Exercise objective: Below is a set of entries. Reproduce exactly the lines from the one containing "of the bare" through the end, both included.

Stored items from a collection:
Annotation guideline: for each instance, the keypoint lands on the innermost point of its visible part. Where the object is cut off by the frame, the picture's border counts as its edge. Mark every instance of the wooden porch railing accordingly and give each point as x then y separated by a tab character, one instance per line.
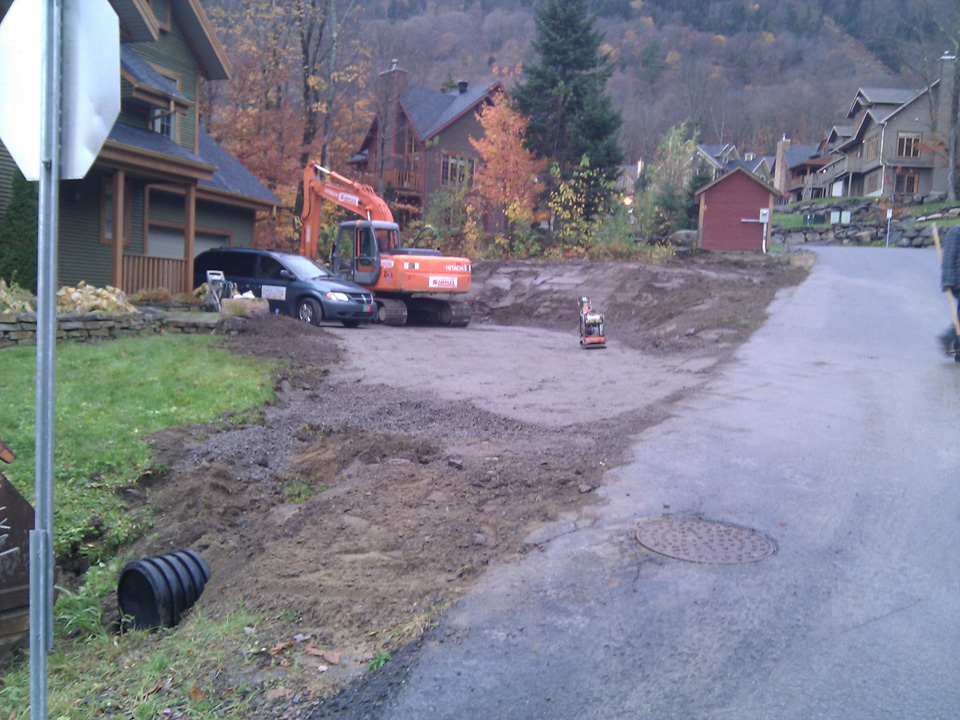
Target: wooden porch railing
141	272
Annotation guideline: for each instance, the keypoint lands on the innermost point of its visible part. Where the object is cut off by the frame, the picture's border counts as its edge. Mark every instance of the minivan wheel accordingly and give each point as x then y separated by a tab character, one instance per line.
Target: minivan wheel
309	311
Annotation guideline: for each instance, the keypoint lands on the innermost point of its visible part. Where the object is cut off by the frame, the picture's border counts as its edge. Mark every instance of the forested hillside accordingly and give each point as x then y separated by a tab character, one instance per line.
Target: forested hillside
743	71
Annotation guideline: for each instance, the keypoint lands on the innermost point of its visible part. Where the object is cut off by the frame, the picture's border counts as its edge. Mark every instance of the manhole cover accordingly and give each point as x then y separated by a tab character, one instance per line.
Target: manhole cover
705	541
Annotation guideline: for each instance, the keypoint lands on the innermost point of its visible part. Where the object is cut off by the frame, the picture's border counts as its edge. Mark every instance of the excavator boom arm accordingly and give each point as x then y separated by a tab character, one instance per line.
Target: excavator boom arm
320	184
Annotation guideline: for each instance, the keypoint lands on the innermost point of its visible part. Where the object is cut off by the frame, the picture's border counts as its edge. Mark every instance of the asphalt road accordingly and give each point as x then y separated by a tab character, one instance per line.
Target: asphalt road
834	433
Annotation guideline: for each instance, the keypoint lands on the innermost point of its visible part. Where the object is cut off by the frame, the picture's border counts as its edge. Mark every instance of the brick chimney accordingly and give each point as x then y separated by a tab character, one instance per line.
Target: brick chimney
391	86
780	165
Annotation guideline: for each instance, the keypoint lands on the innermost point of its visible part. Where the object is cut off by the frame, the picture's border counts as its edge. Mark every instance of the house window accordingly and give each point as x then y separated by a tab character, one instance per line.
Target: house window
905	184
456	171
164	123
908	144
106	213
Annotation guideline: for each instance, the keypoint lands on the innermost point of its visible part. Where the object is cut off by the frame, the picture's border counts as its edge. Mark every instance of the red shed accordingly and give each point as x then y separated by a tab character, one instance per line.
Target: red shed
735	212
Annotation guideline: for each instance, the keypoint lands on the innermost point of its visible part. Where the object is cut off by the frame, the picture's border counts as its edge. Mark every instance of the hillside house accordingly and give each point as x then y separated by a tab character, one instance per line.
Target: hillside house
792	167
160	179
419	141
892	147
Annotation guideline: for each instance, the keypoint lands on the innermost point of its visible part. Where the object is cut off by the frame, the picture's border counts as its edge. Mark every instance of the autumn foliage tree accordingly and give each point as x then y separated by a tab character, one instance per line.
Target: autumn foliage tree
507	178
296	93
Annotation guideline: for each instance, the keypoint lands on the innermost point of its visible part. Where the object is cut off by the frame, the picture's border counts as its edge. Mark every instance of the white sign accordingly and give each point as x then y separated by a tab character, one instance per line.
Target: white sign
90	68
446	283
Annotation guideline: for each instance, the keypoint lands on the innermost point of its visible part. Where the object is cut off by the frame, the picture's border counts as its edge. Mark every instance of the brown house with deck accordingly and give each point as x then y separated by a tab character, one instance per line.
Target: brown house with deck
419	141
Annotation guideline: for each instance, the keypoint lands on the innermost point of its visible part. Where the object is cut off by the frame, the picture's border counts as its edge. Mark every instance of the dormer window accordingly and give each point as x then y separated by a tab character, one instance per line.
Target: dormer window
164	122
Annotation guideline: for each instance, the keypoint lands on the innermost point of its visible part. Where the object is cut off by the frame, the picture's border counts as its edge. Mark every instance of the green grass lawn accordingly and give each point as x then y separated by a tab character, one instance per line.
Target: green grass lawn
109	395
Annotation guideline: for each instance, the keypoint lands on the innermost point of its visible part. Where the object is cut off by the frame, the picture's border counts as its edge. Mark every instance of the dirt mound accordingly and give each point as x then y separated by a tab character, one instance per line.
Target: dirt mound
372	494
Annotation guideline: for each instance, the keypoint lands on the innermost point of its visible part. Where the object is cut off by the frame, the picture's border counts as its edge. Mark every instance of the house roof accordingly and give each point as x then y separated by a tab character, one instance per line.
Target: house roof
739	169
137	21
203	40
230	176
152	142
873	97
215	168
798	154
431	111
142	73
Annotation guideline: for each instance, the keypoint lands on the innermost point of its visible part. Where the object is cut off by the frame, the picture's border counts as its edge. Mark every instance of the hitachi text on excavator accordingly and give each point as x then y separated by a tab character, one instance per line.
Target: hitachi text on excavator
408	283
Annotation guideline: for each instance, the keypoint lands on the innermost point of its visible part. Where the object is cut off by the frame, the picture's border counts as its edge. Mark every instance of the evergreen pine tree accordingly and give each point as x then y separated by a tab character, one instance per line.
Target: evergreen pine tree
18	235
563	95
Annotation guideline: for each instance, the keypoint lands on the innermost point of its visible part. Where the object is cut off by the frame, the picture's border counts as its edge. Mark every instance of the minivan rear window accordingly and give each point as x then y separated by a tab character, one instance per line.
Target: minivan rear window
305	268
235	264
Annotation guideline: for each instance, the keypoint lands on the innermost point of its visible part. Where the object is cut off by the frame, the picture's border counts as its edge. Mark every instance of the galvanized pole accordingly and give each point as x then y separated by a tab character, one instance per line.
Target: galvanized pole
41	538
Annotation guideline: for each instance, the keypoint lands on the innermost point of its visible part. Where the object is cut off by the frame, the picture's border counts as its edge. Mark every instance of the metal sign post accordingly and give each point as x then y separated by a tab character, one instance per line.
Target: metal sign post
41	538
72	55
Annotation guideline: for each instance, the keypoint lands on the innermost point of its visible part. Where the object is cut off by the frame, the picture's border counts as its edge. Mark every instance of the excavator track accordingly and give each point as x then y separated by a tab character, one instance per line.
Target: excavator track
431	311
391	312
459	314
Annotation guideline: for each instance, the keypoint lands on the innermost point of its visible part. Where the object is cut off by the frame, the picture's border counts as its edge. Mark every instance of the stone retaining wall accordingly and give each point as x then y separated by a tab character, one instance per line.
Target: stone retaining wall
21	328
901	235
867	227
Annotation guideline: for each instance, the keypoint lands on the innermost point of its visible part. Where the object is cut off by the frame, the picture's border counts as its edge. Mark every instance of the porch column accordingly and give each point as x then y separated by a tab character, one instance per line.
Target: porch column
189	230
119	223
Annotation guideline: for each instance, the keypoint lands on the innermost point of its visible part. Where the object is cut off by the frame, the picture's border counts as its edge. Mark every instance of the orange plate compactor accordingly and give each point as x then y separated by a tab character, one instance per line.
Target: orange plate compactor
591	325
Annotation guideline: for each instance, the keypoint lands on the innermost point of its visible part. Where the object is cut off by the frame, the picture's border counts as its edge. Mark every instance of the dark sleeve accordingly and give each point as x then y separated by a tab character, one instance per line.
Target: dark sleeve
950	267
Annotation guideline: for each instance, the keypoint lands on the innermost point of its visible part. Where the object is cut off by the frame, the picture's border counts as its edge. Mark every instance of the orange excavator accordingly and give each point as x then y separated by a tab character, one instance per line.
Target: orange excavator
408	283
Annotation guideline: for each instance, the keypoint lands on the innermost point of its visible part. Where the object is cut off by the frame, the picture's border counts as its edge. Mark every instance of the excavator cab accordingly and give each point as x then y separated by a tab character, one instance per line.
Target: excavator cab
366	259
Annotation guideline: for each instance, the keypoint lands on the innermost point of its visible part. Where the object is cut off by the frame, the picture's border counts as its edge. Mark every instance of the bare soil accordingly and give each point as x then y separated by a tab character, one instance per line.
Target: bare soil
396	464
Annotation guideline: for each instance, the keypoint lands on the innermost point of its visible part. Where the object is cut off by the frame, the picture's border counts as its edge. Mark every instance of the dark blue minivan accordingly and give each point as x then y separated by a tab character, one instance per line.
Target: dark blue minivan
292	284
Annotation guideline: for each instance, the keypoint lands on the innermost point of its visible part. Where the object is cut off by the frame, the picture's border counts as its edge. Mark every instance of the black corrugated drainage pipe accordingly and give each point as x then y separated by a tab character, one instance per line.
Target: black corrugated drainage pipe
156	591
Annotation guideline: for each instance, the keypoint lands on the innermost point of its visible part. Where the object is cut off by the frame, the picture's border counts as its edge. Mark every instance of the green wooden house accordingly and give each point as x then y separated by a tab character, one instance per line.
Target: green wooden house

Response to this task:
Annotation guideline: for each instance, the keypoint lands on the innermost point of its visible part. Where the object is cut off by the frame, the picture's border counts as its edge. Mark every instance of the bare soil accordingly and give each point as x then y separated by a tab character, one instance per line.
Target: bare soil
396	464
Annotation guideline: for each instance, the keypoint lands on the innermost point of its visible part. Where the object is cut off by the frame, the picture's border counts as its edge. Mark every instance of the dark blue minivan accordingly and give each point as x then y separated by a tab character, one instance per line.
Target: dark blue minivan
292	284
Annotation guideline: for each instance, the keypoint lands on the innermost point of its visible part. Where the object is cut off by the frame, the picture's border counts as its edge. Mark every instance of the black corrugated drainage pipe accordingly and give each point as x then y separated by a tab character, one instance per line.
Target: black corrugated drainage pipe
156	591
Annotation guideline: for each instance, the keypoint lands on the innermost point of its visible part. Where the object is cut off by the frame, the picture's border counts as its edge. Mark every instance of the green wooden house accordingly and give each point as x then y separated by a tab character, one instance per line.
Target: green wooden house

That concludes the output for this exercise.